→ Work to do
Format the rows from the line with "does the clock" up to and including the line with "top-left (472, 162), bottom-right (503, 187)" as a numbered list, skipping any blank lines.

━━━━━ Input rows

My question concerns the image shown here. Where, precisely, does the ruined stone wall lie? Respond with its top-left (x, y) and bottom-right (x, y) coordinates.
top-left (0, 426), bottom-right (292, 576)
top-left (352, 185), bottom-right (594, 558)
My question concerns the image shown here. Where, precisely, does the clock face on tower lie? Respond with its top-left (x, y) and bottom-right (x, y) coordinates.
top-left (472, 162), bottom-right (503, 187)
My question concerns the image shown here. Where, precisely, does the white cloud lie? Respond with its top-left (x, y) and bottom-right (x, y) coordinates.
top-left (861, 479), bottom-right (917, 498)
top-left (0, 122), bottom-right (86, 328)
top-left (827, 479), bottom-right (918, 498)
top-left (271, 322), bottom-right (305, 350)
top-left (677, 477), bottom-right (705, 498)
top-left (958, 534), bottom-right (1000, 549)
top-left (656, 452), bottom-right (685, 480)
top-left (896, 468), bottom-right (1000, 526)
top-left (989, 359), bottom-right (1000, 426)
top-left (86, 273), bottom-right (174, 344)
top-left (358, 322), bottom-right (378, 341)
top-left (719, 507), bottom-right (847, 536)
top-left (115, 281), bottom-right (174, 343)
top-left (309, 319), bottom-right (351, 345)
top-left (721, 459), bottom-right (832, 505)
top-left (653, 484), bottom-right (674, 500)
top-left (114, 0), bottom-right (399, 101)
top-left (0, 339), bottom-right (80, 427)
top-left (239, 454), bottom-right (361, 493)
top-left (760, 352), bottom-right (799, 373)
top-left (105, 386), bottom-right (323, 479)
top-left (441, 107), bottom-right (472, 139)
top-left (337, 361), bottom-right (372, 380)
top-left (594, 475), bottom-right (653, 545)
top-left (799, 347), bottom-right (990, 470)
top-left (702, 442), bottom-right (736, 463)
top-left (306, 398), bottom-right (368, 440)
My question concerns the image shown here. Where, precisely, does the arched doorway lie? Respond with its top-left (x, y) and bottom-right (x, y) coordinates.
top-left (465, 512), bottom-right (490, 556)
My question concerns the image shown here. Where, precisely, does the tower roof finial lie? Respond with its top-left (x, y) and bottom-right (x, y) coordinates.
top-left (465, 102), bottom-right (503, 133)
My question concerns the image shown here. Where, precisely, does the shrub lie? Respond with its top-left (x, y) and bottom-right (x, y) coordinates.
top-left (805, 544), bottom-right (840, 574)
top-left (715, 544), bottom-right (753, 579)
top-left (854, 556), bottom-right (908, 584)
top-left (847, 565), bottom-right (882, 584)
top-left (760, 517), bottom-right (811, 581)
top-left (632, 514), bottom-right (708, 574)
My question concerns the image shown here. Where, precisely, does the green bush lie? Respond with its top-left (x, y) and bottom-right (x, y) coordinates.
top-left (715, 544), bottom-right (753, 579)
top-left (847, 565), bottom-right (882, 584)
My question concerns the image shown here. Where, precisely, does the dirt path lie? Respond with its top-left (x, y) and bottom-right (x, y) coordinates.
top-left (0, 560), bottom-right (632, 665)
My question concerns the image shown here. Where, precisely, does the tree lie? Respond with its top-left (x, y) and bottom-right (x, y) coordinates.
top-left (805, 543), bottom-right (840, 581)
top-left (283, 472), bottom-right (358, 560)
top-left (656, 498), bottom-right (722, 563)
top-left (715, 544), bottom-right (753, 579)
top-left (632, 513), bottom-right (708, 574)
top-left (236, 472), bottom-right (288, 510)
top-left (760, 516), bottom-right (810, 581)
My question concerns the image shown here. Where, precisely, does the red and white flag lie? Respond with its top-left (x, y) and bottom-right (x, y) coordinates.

━━━━━━━━━━

→ The reply
1. My question concerns the image shown here. Where, precisely, does the clock face on tower lie? Respond with its top-left (x, y) and bottom-right (x, y) coordinates.
2. top-left (472, 162), bottom-right (503, 187)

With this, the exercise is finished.